● **Task directions**:
Give every entry again, word for word and in full.

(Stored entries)
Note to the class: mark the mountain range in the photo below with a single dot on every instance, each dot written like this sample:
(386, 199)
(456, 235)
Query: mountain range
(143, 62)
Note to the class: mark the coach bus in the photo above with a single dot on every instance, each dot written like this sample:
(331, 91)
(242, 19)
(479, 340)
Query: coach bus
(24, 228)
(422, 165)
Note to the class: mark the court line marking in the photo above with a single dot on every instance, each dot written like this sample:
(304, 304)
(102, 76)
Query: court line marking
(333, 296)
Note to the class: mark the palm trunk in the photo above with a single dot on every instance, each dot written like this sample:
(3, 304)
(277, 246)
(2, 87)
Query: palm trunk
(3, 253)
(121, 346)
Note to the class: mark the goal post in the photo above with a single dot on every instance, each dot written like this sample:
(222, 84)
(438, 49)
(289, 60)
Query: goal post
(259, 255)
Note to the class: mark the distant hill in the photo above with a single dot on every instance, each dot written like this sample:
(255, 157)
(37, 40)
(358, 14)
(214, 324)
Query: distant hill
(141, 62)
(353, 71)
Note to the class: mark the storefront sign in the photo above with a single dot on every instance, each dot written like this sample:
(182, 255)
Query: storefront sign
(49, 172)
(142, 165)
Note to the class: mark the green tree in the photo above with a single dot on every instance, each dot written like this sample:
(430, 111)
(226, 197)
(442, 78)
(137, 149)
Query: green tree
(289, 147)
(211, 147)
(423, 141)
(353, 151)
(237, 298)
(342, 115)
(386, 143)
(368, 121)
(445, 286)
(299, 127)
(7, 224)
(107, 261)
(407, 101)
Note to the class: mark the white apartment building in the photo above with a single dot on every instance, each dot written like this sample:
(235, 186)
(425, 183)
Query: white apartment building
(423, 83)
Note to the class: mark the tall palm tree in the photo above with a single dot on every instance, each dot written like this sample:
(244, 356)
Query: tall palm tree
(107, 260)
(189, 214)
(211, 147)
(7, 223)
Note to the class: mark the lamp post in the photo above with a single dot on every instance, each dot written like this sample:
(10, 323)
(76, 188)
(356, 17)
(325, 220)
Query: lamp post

● **Completed task**:
Note to the class: mark the mountain range in the photo below with a single dot on every instance, each dot written like this sample:
(386, 199)
(456, 235)
Query: mountain range
(143, 62)
Note to the class: mark the coach bus in the photo above with a single dot on every instance, each dot written like this sample:
(331, 91)
(242, 19)
(479, 340)
Query: coach bus
(24, 228)
(422, 165)
Note to the class: mark the court line marking in the photo above with a single dot on every instance, each dot written like this sample:
(304, 304)
(102, 76)
Query: court line marking
(333, 296)
Note to the class: mark the palm trunk in the photo above with a single dot on every instance, each dot written like this sample:
(3, 304)
(277, 246)
(2, 87)
Query: palm trunk
(3, 253)
(121, 346)
Note to the class: mark the goal post in the photo above with a single dot on every instance, each dot written like this sample:
(222, 84)
(438, 49)
(289, 60)
Query: goal post
(259, 255)
Note to the class: mark the distant hill in the photo above with a single dot on every instance, each dot written like this sample:
(255, 157)
(37, 40)
(358, 14)
(214, 324)
Query: distant hill
(141, 62)
(353, 71)
Note to the class: mark the storefront sign in the photo above with a single dot on every instance, each dot written like this sample:
(182, 255)
Query: storefront sign
(49, 172)
(142, 165)
Note to the class: mark the green tree in the photo above with a single dot on every instance, each dot written like this sample:
(430, 111)
(226, 197)
(442, 78)
(137, 149)
Query: green tree
(289, 147)
(211, 147)
(423, 141)
(353, 151)
(237, 298)
(342, 115)
(386, 143)
(368, 121)
(445, 286)
(299, 127)
(7, 224)
(107, 261)
(407, 101)
Note to the class: mark the white apartment building in the photo above with a single dot on every instance, each dot written like this sample:
(235, 186)
(425, 183)
Query: white apartment building
(423, 83)
Note to the class: mark the tall palm tree in the photo above with a single dot on every instance, each dot written like this sample:
(244, 356)
Query: tall palm tree
(107, 260)
(189, 214)
(211, 147)
(7, 223)
Note to the class: mark the lamp post in the photo above with a single dot on every instance, each dot written like this sample:
(10, 323)
(76, 188)
(356, 17)
(325, 220)
Query: lamp post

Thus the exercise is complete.